Given entries below:
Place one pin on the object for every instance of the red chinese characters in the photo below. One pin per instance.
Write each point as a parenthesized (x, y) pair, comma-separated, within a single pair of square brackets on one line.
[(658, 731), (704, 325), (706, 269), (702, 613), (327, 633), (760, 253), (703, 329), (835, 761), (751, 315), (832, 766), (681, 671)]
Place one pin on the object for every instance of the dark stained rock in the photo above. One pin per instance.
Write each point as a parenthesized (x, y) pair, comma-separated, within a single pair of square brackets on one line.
End of Given entries.
Given entries below:
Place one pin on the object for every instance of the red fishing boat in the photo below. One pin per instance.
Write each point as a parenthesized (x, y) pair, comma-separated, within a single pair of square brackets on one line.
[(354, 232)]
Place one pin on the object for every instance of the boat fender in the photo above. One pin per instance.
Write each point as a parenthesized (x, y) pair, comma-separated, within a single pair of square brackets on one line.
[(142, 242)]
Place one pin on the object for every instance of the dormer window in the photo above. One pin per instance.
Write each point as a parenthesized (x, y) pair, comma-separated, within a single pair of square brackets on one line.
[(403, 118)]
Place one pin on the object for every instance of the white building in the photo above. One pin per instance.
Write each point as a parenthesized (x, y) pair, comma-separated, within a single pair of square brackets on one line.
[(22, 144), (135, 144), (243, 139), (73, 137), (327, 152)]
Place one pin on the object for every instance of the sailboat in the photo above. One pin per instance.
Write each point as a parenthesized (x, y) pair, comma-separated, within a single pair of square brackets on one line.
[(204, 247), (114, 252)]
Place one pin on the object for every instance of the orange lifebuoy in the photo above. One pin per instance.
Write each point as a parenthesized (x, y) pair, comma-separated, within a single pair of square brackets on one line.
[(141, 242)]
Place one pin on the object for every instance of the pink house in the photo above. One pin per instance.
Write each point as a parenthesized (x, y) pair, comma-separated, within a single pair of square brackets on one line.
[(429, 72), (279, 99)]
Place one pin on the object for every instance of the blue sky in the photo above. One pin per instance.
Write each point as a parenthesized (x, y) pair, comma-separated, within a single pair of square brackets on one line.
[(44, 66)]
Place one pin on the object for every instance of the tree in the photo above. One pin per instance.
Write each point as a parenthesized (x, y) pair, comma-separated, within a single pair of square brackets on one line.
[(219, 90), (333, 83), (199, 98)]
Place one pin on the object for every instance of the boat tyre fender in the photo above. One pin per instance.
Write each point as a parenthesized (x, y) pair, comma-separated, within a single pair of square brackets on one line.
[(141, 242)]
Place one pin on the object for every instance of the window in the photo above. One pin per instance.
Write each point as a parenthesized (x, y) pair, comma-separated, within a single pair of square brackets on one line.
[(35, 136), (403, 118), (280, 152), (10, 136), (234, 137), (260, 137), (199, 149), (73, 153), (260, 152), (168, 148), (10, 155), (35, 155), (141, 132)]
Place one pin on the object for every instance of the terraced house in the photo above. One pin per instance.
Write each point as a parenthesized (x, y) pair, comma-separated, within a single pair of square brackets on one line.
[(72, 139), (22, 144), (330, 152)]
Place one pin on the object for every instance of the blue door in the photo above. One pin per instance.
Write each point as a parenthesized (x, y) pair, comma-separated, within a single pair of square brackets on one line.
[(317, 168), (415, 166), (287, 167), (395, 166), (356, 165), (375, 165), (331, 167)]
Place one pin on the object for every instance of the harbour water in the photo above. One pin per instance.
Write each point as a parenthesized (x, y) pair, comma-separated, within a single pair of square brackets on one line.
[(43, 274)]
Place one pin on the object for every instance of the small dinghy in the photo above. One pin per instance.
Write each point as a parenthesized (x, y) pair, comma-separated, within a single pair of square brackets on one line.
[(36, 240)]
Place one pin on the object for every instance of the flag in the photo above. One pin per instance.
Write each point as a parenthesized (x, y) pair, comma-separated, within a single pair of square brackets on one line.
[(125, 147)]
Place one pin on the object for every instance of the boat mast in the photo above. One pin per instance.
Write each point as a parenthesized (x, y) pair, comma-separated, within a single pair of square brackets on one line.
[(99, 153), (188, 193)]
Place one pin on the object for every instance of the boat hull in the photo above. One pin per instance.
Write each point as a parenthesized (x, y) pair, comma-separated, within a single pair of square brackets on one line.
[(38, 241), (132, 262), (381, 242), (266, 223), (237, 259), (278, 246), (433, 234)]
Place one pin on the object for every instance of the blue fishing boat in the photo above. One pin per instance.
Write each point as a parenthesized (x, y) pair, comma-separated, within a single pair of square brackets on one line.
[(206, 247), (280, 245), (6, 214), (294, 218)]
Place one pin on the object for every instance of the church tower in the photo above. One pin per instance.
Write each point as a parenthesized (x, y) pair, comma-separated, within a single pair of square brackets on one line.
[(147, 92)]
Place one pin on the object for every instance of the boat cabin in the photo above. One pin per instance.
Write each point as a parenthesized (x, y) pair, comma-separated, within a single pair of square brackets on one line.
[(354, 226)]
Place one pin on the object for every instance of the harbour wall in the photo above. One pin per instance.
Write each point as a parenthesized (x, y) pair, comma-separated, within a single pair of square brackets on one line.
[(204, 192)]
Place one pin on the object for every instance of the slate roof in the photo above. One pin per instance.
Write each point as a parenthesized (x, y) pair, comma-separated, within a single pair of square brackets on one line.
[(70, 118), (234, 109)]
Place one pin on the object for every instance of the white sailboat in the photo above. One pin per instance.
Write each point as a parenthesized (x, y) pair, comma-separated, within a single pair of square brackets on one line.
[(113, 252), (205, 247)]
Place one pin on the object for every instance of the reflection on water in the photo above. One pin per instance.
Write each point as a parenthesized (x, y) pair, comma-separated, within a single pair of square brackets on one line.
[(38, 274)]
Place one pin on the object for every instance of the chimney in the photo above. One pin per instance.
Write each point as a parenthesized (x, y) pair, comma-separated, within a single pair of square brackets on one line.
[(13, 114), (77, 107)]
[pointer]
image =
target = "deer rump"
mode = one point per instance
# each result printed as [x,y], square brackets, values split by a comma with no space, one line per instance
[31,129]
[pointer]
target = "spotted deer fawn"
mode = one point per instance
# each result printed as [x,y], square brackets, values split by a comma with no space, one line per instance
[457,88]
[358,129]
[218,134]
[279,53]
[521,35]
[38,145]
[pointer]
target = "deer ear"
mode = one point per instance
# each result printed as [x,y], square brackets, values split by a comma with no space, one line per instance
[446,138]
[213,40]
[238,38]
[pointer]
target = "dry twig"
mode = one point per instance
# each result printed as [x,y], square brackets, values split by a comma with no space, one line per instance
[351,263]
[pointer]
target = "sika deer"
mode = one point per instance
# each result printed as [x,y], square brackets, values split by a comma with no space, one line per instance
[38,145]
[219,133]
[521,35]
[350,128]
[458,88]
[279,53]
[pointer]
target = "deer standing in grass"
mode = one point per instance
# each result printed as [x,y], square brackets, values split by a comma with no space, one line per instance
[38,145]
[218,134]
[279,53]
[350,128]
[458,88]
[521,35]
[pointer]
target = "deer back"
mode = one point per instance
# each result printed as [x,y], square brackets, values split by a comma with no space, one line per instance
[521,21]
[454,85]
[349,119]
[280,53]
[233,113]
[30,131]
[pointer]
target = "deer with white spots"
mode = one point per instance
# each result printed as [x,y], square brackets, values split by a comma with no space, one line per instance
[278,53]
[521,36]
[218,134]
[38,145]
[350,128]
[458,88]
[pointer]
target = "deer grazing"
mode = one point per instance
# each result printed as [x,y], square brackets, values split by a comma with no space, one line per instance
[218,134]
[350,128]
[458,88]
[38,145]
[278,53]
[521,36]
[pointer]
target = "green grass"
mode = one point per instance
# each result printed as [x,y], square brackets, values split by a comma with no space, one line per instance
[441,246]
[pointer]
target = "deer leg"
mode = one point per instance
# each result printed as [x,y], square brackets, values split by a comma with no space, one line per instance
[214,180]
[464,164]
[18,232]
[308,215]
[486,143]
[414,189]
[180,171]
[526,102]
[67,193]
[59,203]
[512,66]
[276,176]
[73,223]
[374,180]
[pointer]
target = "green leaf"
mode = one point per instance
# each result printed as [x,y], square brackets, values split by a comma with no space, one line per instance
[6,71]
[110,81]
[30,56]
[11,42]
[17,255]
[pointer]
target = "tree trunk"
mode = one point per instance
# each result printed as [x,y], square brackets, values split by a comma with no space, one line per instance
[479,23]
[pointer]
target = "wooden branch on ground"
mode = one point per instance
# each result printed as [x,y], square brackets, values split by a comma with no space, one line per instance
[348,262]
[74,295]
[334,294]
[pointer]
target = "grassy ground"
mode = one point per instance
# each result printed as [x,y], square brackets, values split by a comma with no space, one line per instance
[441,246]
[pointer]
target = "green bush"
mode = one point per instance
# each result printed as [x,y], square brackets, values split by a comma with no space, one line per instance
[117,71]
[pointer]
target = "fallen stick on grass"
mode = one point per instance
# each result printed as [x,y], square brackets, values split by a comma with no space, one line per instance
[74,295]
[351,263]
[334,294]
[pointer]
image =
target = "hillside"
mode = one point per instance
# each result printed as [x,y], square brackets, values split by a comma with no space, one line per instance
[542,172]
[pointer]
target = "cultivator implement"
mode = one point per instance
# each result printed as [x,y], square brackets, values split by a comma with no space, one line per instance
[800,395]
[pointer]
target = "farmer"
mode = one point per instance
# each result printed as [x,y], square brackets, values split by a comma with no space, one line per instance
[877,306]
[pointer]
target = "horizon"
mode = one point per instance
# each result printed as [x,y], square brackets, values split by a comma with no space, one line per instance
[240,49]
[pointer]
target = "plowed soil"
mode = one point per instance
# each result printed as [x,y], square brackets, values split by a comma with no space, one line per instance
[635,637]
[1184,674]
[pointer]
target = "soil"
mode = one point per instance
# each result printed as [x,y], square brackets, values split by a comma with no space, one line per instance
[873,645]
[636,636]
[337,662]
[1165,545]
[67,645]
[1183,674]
End of Given entries.
**Problem statement**
Look back at the entries above. Retype the line with "the harbour water", the line with "of the small", and all lines in between.

**Exercise result**
Place one pin on the object for every instance of the harbour water in the photo above. One pin per instance.
Write each point as a parenthesized (x, y) pair, comma-separated, within a single pair of square brackets on one line.
[(43, 274)]
Place one pin on the object for every instance of the small dinghy in the photo above. One pin per instance.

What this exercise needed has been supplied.